#### [AIM OF THE EXERCISE]
Where does the string "negative" occur in the records below? Copy every line that holds it.

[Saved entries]
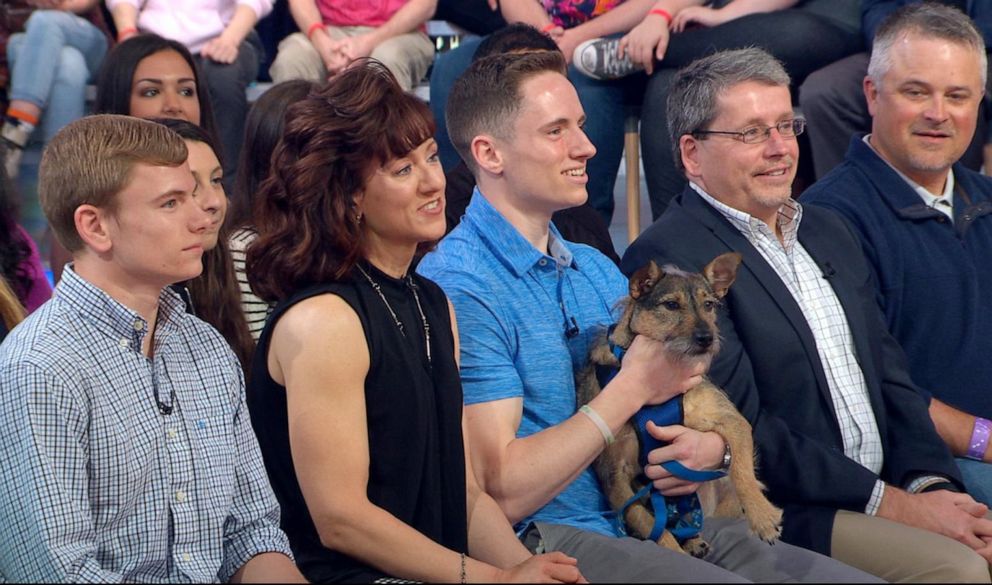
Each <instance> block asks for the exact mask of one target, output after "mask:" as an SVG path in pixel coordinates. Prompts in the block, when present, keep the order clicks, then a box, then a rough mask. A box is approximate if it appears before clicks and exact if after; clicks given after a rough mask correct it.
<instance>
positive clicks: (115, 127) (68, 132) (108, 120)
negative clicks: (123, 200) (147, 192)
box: [38, 114, 188, 252]
mask: <svg viewBox="0 0 992 585" xmlns="http://www.w3.org/2000/svg"><path fill="white" fill-rule="evenodd" d="M187 155H188V153H187V150H186V144H185V142H183V139H182V138H180V137H179V135H178V134H176V133H175V132H173V131H172V130H169V129H168V128H166V127H165V126H162V125H161V124H156V123H155V122H149V121H147V120H142V119H139V118H132V117H131V116H119V115H113V114H104V115H98V116H87V117H85V118H82V119H79V120H76V121H75V122H73V123H71V124H69V125H68V126H66V127H65V128H63V129H62V130H61V131H60V132H59V133H58V134H56V135H55V137H54V138H52V140H51V141H50V142H49V143H48V146H47V147H46V148H45V152H44V154H43V155H42V157H41V167H40V168H39V170H38V194H39V197H40V199H41V208H42V210H43V211H44V212H45V217H46V218H47V219H48V223H49V225H51V226H52V232H53V233H54V234H55V238H56V239H57V240H58V241H59V243H60V244H62V246H64V247H65V249H66V250H68V251H70V252H75V251H77V250H80V249H81V248H82V247H83V240H82V239H81V238H80V237H79V233H78V232H77V231H76V222H75V217H74V216H75V213H76V209H78V208H79V206H80V205H92V206H94V207H99V208H101V209H105V210H108V211H110V212H111V213H115V212H116V209H117V204H118V201H117V194H118V193H120V192H121V191H122V190H124V188H125V187H126V186H127V184H128V182H129V180H130V178H131V172H132V170H133V169H134V165H135V164H138V163H145V164H149V165H154V166H167V167H176V166H179V165H181V164H183V162H185V161H186V157H187Z"/></svg>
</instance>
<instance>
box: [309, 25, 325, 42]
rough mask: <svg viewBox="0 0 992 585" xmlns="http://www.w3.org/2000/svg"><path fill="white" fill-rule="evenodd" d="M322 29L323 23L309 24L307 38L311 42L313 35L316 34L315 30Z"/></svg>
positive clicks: (319, 29)
mask: <svg viewBox="0 0 992 585" xmlns="http://www.w3.org/2000/svg"><path fill="white" fill-rule="evenodd" d="M323 28H324V23H322V22H315V23H313V24H311V25H310V28H308V29H307V38H308V39H310V40H311V41H312V40H313V33H314V32H316V31H317V30H322V29H323Z"/></svg>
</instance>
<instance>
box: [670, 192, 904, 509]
mask: <svg viewBox="0 0 992 585" xmlns="http://www.w3.org/2000/svg"><path fill="white" fill-rule="evenodd" d="M689 184H690V185H691V186H692V188H693V189H694V190H695V191H696V192H697V193H699V196H700V197H702V198H703V200H704V201H706V202H707V203H709V204H710V205H712V206H713V207H714V208H715V209H716V210H717V211H719V212H720V214H721V215H723V216H724V217H726V218H727V220H728V221H729V222H730V223H731V225H733V226H734V227H735V228H736V229H737V230H738V231H740V232H741V234H742V235H743V236H744V237H745V238H747V241H748V242H750V243H751V245H752V246H754V247H755V249H757V250H758V253H760V254H761V257H762V258H764V259H765V261H766V262H768V264H769V266H771V267H772V269H773V270H774V271H775V273H776V274H777V275H778V277H779V278H780V279H782V282H783V283H784V284H785V286H786V287H787V288H788V289H789V292H790V293H792V297H793V298H794V299H795V301H796V303H797V304H798V305H799V307H800V308H801V309H802V312H803V315H804V316H805V317H806V323H807V325H808V326H809V328H810V331H811V332H812V333H813V339H814V340H815V341H816V351H817V353H818V354H819V356H820V363H821V364H822V366H823V371H824V373H825V374H826V377H827V386H828V387H829V388H830V398H831V399H832V401H833V405H834V413H835V414H836V416H837V422H838V423H839V424H840V430H841V439H842V442H843V445H844V454H845V455H847V456H848V457H849V458H851V459H853V460H854V461H857V462H858V463H860V464H861V465H862V466H864V467H865V468H866V469H868V470H870V471H872V472H873V473H875V474H879V473H881V471H882V464H883V462H884V455H883V453H882V437H881V435H880V434H879V431H878V423H877V422H876V420H875V411H874V410H873V409H872V407H871V401H870V400H869V398H868V384H867V382H866V381H865V376H864V373H863V372H862V371H861V366H860V365H859V364H858V360H857V355H856V354H855V350H854V337H853V336H852V335H851V327H850V325H849V324H848V322H847V315H846V314H845V313H844V307H843V306H842V305H841V304H840V300H839V299H838V298H837V294H836V293H835V292H834V289H833V287H831V286H830V284H829V283H828V282H827V280H826V279H825V278H823V273H822V271H821V270H820V268H819V267H818V266H817V264H816V262H815V261H814V260H813V258H812V257H810V255H809V253H808V252H807V251H806V248H804V247H803V245H802V243H800V242H799V223H800V222H801V221H802V217H803V208H802V206H801V205H800V204H799V203H797V202H796V201H794V200H792V199H790V200H788V201H787V202H786V203H785V205H783V206H782V207H781V208H780V209H779V212H778V228H779V230H781V232H782V240H781V241H779V239H778V237H777V236H776V235H775V232H774V231H772V229H771V228H770V227H769V226H768V225H767V224H765V222H763V221H761V220H759V219H757V218H755V217H752V216H751V215H749V214H747V213H745V212H743V211H740V210H737V209H734V208H732V207H729V206H727V205H724V204H723V203H721V202H719V201H717V200H716V199H714V198H713V197H711V196H710V195H709V194H708V193H706V192H705V191H703V190H702V189H701V188H700V187H699V186H698V185H696V184H695V183H691V182H690V183H689ZM884 491H885V483H884V482H882V480H880V479H879V480H876V481H875V487H874V488H873V489H872V492H871V497H870V498H869V500H868V505H867V506H865V513H866V514H871V515H874V514H875V513H876V512H877V511H878V507H879V505H880V504H881V503H882V494H883V493H884Z"/></svg>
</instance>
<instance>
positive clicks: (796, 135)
mask: <svg viewBox="0 0 992 585" xmlns="http://www.w3.org/2000/svg"><path fill="white" fill-rule="evenodd" d="M772 128H774V129H776V130H778V133H779V135H781V136H782V137H783V138H791V137H794V136H799V135H800V134H802V133H803V132H805V131H806V120H805V119H804V118H793V119H791V120H782V121H781V122H779V123H778V124H775V125H774V126H748V127H747V128H744V129H743V130H739V131H737V132H730V131H728V130H696V131H695V132H690V134H691V135H692V136H695V137H697V138H698V137H699V135H701V134H703V135H705V134H726V135H728V136H733V137H734V138H736V139H737V140H740V141H741V142H743V143H744V144H759V143H761V142H765V141H766V140H768V139H769V138H771V135H772Z"/></svg>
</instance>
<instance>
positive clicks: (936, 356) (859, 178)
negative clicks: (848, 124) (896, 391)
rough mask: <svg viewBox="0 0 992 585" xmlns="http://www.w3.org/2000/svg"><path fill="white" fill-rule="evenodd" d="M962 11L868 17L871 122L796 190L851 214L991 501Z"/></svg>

#### [THE COMPLETED TASK]
negative clicks: (123, 200) (147, 192)
negative clicks: (848, 124) (896, 391)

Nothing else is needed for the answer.